** Start **

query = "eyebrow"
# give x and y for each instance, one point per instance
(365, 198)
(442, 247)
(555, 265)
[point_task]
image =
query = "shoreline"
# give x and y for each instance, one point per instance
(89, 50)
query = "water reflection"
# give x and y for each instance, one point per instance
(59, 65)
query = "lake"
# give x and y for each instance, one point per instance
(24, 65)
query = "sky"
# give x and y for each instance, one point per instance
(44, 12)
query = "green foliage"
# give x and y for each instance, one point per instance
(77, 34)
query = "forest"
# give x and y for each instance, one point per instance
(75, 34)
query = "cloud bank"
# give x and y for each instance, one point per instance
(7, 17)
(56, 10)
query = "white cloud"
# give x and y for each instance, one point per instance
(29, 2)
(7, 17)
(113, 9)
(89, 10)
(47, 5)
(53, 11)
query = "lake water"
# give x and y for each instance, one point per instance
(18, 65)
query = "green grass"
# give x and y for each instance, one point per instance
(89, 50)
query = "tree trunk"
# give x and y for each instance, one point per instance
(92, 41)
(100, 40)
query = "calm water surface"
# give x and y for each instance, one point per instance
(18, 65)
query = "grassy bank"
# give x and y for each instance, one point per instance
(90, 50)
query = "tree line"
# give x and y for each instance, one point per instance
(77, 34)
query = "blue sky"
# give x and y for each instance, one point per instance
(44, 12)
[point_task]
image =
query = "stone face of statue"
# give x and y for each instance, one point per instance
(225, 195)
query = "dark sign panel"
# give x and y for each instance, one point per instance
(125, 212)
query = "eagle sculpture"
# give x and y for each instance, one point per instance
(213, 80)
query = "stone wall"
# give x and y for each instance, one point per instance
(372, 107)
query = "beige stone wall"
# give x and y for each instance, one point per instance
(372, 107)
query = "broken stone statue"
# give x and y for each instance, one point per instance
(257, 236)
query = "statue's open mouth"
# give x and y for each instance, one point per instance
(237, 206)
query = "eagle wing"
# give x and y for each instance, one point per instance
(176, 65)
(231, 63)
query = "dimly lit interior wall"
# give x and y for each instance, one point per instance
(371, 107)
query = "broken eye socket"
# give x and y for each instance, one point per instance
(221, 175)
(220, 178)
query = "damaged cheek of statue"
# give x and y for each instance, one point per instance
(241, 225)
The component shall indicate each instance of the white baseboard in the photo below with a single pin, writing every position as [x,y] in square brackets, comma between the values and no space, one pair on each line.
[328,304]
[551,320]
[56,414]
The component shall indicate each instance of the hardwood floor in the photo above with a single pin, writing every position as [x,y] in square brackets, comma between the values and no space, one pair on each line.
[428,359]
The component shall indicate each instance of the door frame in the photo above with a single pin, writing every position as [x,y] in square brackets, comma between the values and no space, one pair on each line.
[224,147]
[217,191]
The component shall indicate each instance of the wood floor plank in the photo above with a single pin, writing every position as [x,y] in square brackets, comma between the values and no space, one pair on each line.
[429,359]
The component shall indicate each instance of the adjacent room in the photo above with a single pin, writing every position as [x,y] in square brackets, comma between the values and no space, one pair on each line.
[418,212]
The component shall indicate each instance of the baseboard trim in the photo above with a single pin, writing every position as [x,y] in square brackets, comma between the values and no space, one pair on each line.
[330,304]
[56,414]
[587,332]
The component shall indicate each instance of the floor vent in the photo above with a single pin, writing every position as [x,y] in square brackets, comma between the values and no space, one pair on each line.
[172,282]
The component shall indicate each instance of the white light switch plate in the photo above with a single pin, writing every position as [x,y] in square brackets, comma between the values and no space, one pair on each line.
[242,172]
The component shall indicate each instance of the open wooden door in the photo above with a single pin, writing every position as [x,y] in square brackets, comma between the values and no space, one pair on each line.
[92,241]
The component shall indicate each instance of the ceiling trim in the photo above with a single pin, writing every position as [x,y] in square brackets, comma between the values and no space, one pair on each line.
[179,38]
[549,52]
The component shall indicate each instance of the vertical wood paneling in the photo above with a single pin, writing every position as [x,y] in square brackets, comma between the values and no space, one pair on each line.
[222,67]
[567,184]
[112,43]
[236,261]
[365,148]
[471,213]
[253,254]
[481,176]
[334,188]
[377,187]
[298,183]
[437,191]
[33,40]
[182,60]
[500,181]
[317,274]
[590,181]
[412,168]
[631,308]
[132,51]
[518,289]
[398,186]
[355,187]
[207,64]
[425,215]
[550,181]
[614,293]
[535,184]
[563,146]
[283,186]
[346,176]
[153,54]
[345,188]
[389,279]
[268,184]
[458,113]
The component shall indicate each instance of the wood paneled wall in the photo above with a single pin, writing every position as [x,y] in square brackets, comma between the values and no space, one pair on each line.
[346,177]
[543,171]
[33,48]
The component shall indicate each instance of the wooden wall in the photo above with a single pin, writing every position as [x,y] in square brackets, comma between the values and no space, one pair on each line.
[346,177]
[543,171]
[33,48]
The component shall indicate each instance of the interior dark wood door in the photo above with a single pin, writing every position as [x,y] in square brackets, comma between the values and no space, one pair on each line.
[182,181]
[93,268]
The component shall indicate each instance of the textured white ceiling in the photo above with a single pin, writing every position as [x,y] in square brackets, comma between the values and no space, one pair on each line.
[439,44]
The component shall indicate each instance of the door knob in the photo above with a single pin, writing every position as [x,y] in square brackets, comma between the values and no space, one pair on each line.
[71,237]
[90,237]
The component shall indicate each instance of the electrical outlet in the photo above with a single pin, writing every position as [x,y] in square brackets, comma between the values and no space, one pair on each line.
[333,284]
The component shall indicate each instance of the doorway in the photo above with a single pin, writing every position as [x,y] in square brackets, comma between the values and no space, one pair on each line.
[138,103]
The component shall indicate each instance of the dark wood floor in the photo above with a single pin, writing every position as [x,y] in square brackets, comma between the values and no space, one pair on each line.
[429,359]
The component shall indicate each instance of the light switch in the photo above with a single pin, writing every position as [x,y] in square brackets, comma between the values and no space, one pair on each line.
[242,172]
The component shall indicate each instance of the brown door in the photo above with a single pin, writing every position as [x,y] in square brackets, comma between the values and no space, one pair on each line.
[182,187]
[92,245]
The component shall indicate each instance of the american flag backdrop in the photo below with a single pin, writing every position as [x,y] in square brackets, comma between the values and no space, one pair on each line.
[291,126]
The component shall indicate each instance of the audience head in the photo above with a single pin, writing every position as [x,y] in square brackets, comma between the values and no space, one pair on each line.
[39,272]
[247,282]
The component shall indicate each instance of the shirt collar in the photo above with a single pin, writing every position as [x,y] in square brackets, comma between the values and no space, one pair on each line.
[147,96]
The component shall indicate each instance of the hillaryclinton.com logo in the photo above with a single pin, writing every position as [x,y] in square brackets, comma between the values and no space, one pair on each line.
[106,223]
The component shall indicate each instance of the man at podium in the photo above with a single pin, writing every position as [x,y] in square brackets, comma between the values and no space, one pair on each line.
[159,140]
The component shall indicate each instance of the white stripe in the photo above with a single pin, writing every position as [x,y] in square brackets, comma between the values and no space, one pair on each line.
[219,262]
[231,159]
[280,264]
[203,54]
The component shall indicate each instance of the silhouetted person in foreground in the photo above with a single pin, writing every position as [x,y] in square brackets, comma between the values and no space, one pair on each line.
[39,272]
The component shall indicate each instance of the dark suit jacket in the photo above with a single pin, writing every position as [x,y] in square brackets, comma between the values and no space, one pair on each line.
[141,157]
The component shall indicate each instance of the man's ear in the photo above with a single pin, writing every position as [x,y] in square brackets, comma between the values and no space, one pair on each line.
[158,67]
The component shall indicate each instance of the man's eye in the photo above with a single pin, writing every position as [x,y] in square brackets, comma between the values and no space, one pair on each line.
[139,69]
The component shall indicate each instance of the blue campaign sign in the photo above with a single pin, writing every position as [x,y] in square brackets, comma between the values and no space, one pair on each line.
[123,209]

** End **

Rewrite every one of the records above as a JSON list of strings, with each line as its own string and blank lines dropped.

[
  "query = \"eyebrow\"",
  "# give x and y for each instance, one point per instance",
  "(365, 198)",
  "(442, 247)",
  "(555, 265)",
  "[point_task]",
  "image =",
  "query = \"shoreline\"",
  "# give x and y for each instance, one point per instance",
  "(89, 50)",
  "query = \"water reflection\"",
  "# give x and y for each instance, one point per instance",
  "(59, 65)",
  "query = \"lake\"",
  "# give x and y for each instance, one point per instance",
  "(24, 65)",
  "query = \"sky\"",
  "# give x and y for each instance, one point per instance",
  "(44, 12)",
  "query = \"green foliage\"",
  "# give x and y for each instance, one point per instance",
  "(77, 34)",
  "query = \"forest\"",
  "# give x and y for each instance, one point per instance",
  "(75, 34)",
  "query = \"cloud bank\"",
  "# give x and y for each instance, one point per instance",
  "(7, 17)",
  "(56, 10)",
  "query = \"white cloud\"",
  "# give x and y for each instance, one point per instance",
  "(29, 2)",
  "(7, 17)",
  "(113, 9)",
  "(89, 10)",
  "(47, 5)",
  "(53, 11)",
  "query = \"lake water\"",
  "# give x and y for each instance, one point per instance",
  "(18, 65)",
  "query = \"green grass\"",
  "# give x and y for each instance, one point per instance",
  "(89, 50)",
  "query = \"tree trunk\"",
  "# give x and y for each instance, one point per instance",
  "(92, 41)",
  "(100, 40)",
  "query = \"calm water surface\"",
  "# give x and y for each instance, one point per instance",
  "(18, 65)",
  "query = \"grassy bank\"",
  "# give x and y for each instance, one point per instance",
  "(90, 50)",
  "query = \"tree line\"",
  "# give x and y for each instance, one point per instance",
  "(77, 34)",
  "query = \"blue sky\"",
  "# give x and y for each instance, one point per instance",
  "(44, 12)",
  "[point_task]",
  "image =",
  "query = \"stone face of statue\"",
  "# give x and y for each instance, one point per instance",
  "(225, 195)",
  "query = \"dark sign panel\"",
  "# give x and y for each instance, one point per instance",
  "(125, 212)",
  "query = \"eagle sculpture\"",
  "# give x and y for each instance, one point per instance",
  "(213, 80)",
  "query = \"stone wall\"",
  "# give x and y for each instance, one point per instance",
  "(372, 107)",
  "query = \"beige stone wall\"",
  "# give x and y for each instance, one point per instance",
  "(372, 107)",
  "query = \"broken stone statue\"",
  "# give x and y for each instance, one point per instance",
  "(257, 236)",
  "query = \"statue's open mouth\"",
  "# give x and y for each instance, one point per instance",
  "(237, 206)",
  "query = \"eagle wing\"",
  "# give x and y for each instance, one point per instance",
  "(176, 65)",
  "(231, 63)",
  "query = \"dimly lit interior wall\"",
  "# give x and y for each instance, one point per instance",
  "(371, 107)",
  "query = \"broken eye socket\"",
  "# give x and y for each instance, one point per instance",
  "(221, 175)",
  "(220, 178)",
  "query = \"damaged cheek of statue\"",
  "# give x and y for each instance, one point per instance",
  "(241, 225)",
  "The component shall indicate each instance of the white baseboard in the photo below with a single pin, writing every position as [x,y] in square brackets, comma between the values and no space, one pair on each line.",
  "[328,304]",
  "[551,320]",
  "[56,414]",
  "The component shall indicate each instance of the hardwood floor in the photo above with a single pin, writing every position as [x,y] in square brackets, comma between the values and no space, one pair on each line.",
  "[428,359]",
  "The component shall indicate each instance of the door frame in the photo above with a single pin, writing every position as [x,y] in square brackets, comma between the values and no space, one pair on each line.",
  "[224,147]",
  "[217,191]",
  "The component shall indicate each instance of the wood floor plank in the photo above with a single pin, writing every position as [x,y] in square brackets, comma between the values and no space, one pair on each line.",
  "[429,359]",
  "The component shall indicate each instance of the adjacent room in the photo above with a single pin, writing every position as [x,y] in square brackets, comma between the values and no space, one pair on each line.",
  "[418,212]",
  "The component shall indicate each instance of the baseboard trim in the photo above with a single pin, writing every position as [x,y] in square brackets, comma between the values and no space, one pair on each line.",
  "[330,304]",
  "[56,414]",
  "[587,332]",
  "The component shall indicate each instance of the floor vent in the photo above with a single pin, writing every position as [x,y] in square brackets, comma between the values and no space, one pair on each line.",
  "[172,282]",
  "The component shall indicate each instance of the white light switch plate in the photo above with a single pin, writing every position as [x,y] in square brackets, comma between the values and no space, one pair on each line.",
  "[242,172]",
  "The component shall indicate each instance of the open wooden door in the photo above with a single pin, writing every position as [x,y] in square brackets, comma between the values and no space, one pair on each line.",
  "[92,241]",
  "The component shall indicate each instance of the ceiling trim in the photo above with a single pin, writing every position as [x,y] in square brackets, comma between the values and no space, one pair on each line.",
  "[179,38]",
  "[549,52]",
  "The component shall indicate each instance of the vertical wood paneling in the photo above with a single pin, writing every position as [x,y] in square brackets, comma between the values and no space, one pair on each line.",
  "[222,67]",
  "[567,184]",
  "[112,43]",
  "[236,261]",
  "[365,148]",
  "[471,213]",
  "[253,254]",
  "[481,176]",
  "[334,188]",
  "[377,187]",
  "[298,183]",
  "[437,191]",
  "[33,40]",
  "[182,60]",
  "[500,181]",
  "[317,274]",
  "[590,181]",
  "[412,168]",
  "[631,308]",
  "[132,51]",
  "[518,289]",
  "[398,186]",
  "[355,187]",
  "[207,64]",
  "[425,215]",
  "[550,181]",
  "[614,293]",
  "[535,184]",
  "[563,146]",
  "[283,186]",
  "[346,176]",
  "[153,54]",
  "[345,188]",
  "[389,279]",
  "[268,184]",
  "[458,113]",
  "The component shall indicate each instance of the wood paneled wall in the photo above with a single pin, writing every position as [x,y] in square brackets, comma between the values and no space, one pair on each line.",
  "[346,177]",
  "[543,171]",
  "[33,48]",
  "The component shall indicate each instance of the wooden wall in the photo above with a single pin, writing every position as [x,y] in square brackets, comma between the values and no space, one pair on each line.",
  "[346,177]",
  "[543,171]",
  "[33,48]",
  "The component shall indicate each instance of the interior dark wood door in the photo above with a single pin, writing every position as [x,y] in square brackets, comma between the values and no space, one pair on each line.",
  "[182,181]",
  "[93,268]",
  "The component shall indicate each instance of the textured white ceiling in the photo above with a single pin, writing every position as [x,y] in square brackets, comma between the values and no space, one pair on each line.",
  "[439,44]",
  "The component shall indicate each instance of the door knob in the photo above with a single pin, writing every position as [x,y] in square brackets, comma between the values and no space, one pair on each line.",
  "[71,237]",
  "[90,237]",
  "The component shall indicate each instance of the electrical outlet in the photo above with a single pin, writing every position as [x,y] in square brackets, comma between the values and no space, one pair on each line.",
  "[333,284]",
  "The component shall indicate each instance of the doorway in the photo above with a single pin, writing every position as [x,y] in square brackets, comma between the values and no space, one pair on each line.",
  "[138,103]",
  "The component shall indicate each instance of the dark wood floor in the photo above with a single pin, writing every position as [x,y] in square brackets, comma between the values and no space, one pair on each line.",
  "[429,359]",
  "The component shall indicate each instance of the light switch in the photo above with a single pin, writing every position as [x,y] in square brackets, comma between the values and no space, one pair on each line.",
  "[242,172]",
  "The component shall indicate each instance of the brown door in the photo above with a single pin, writing every position as [x,y] in square brackets, comma between the values and no space, one pair on each line.",
  "[182,187]",
  "[92,245]",
  "The component shall indicate each instance of the american flag backdrop in the photo below with a single pin, writing every position as [x,y] in square brackets, comma between the values and no space, one pair on each line.",
  "[291,126]",
  "The component shall indicate each instance of the audience head in the photo above with a single pin, writing every position as [x,y] in square brackets, comma between the values and no space, one pair on each line.",
  "[39,272]",
  "[247,282]",
  "The component shall indicate each instance of the shirt collar in the photo above with a single pin, writing every position as [x,y] in square brackets, comma between the values and no space, one pair on each line.",
  "[147,96]",
  "The component shall indicate each instance of the hillaryclinton.com logo in the photo above with a single pin, writing every position as [x,y] in square brackets, comma between the values and no space, one pair on each line.",
  "[106,223]",
  "The component shall indicate each instance of the man at podium in the photo above with a single pin, writing every position as [x,y] in square brackets, comma between the values and no space, one pair on each line.",
  "[159,140]",
  "The component shall indicate each instance of the white stripe in the photo above with a single pin, writing every position as [x,y] in square brackets, comma between the values and no space, one pair on each line.",
  "[219,262]",
  "[231,159]",
  "[280,264]",
  "[203,54]",
  "The component shall indicate each instance of the silhouetted person in foreground in the photo above with a single pin, writing every position as [x,y] in square brackets, comma between the values and no space, one pair on each line.",
  "[39,272]",
  "The component shall indicate each instance of the dark suit jacket in the photo above with a single pin, writing every position as [x,y] in square brackets, comma between the values and no space, one pair on each line.",
  "[141,157]",
  "The component shall indicate each instance of the man's ear in the photo above with a single pin, writing every position as [x,y] in square brackets, comma between the values and no space, one pair on each line.",
  "[158,67]",
  "The component shall indicate each instance of the man's eye in the photo above with a single pin, writing every position as [x,y] in square brackets, comma between the values and no space, one pair on each line.",
  "[139,69]",
  "The component shall indicate each instance of the blue campaign sign in the photo above with a single pin, writing every position as [x,y] in square brackets, comma between the values and no space, one pair on each line.",
  "[123,209]"
]